## [REQUIRED TASKS]
1. In the passage on intelligence and education, how is the Intelligence Quotient derived, and which score range does the passage call normal?
2. Could you give everything in the records, from the line containing "Put a point on every instance of the foliage;" through the end of the records, as a JSON list of strings with one string per line and blank lines left out?

##### DOCUMENT SEGMENT

Albert Einstein, a Nobel Prize
winner, was not a brilliant student and dropped out of school at some point of
time. His profound statement was “the only thing that interferes with my
learning is my education“. Steve Jobs, the co-founder of Apple, was a college
dropout.
A research carried out by the
Carnegie Institute of Technology tells us that 85 per cent of your financial
success is due to human engineering skills and only 15 per cent is due to your
technical knowledge (equated as education).
It is possible to actually measure
intelli gence. The Binet and Simon Intelligence Scale was actually a scale to
measure mental age at a given chronological age. The mental age divided by the
chronological quotient is called mental quotient and is used to evaluate a
child's learning potential. Frederick Terman of Stanford University revised the
Binet Scale calling it the Stanford Binet Scale and with it developed the
concept of Intelligence Quotient, still used today; derived by dividing mental
age by chronological age and multiplying the result by 100. Scores below 70 are
regarded as mentally deficient between 90 and 110 as normal and above 130 as
superior.

##########
##### LISTING

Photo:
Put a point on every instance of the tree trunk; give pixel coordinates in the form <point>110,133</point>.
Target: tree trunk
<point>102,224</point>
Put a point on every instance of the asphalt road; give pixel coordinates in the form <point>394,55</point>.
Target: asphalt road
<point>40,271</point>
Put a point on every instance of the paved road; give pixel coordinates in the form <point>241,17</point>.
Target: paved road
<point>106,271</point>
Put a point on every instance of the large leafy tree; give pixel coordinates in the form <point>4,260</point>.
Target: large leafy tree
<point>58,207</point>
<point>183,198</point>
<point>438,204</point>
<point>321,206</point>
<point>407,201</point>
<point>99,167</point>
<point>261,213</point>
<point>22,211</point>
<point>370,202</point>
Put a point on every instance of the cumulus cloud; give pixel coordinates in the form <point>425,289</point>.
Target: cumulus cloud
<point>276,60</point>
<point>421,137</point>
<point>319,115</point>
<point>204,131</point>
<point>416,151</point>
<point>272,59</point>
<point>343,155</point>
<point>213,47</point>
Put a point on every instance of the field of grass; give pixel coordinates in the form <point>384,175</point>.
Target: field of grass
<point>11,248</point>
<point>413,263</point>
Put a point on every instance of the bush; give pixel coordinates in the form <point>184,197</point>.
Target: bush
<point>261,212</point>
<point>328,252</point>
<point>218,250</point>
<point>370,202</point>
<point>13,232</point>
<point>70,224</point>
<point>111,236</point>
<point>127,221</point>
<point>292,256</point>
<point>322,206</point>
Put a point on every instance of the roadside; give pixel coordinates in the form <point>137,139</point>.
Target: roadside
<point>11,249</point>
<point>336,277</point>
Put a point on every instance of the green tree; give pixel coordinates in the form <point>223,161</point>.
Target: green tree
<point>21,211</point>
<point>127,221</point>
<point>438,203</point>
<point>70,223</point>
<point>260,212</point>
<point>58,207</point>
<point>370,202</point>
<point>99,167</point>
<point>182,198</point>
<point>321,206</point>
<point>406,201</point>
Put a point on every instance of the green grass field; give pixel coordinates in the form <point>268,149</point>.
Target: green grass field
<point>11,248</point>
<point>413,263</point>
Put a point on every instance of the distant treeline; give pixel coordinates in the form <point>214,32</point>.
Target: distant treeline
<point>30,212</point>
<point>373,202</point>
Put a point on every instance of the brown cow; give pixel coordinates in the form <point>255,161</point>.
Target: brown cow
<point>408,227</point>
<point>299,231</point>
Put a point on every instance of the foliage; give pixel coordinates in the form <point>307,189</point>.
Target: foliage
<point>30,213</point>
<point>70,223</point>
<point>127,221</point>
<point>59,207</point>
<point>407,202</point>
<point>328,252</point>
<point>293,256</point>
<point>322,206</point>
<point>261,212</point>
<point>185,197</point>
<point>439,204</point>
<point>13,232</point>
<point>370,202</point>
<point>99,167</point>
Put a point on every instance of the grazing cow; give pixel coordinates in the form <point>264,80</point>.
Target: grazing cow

##########

## [ANSWERS FOR THE EXERCISE]
1. The Intelligence Quotient is derived by dividing mental age by chronological age and multiplying the result by 100. Scores between 90 and 110 are regarded as normal.

2.
[
  "Put a point on every instance of the foliage; give pixel coordinates in the form <point>307,189</point>.",
  "Target: foliage",
  "<point>30,213</point>",
  "<point>70,223</point>",
  "<point>127,221</point>",
  "<point>59,207</point>",
  "<point>407,202</point>",
  "<point>328,252</point>",
  "<point>293,256</point>",
  "<point>322,206</point>",
  "<point>261,212</point>",
  "<point>185,197</point>",
  "<point>439,204</point>",
  "<point>13,232</point>",
  "<point>370,202</point>",
  "<point>99,167</point>",
  "Put a point on every instance of the grazing cow; give pixel coordinates in the form <point>264,80</point>.",
  "Target: grazing cow"
]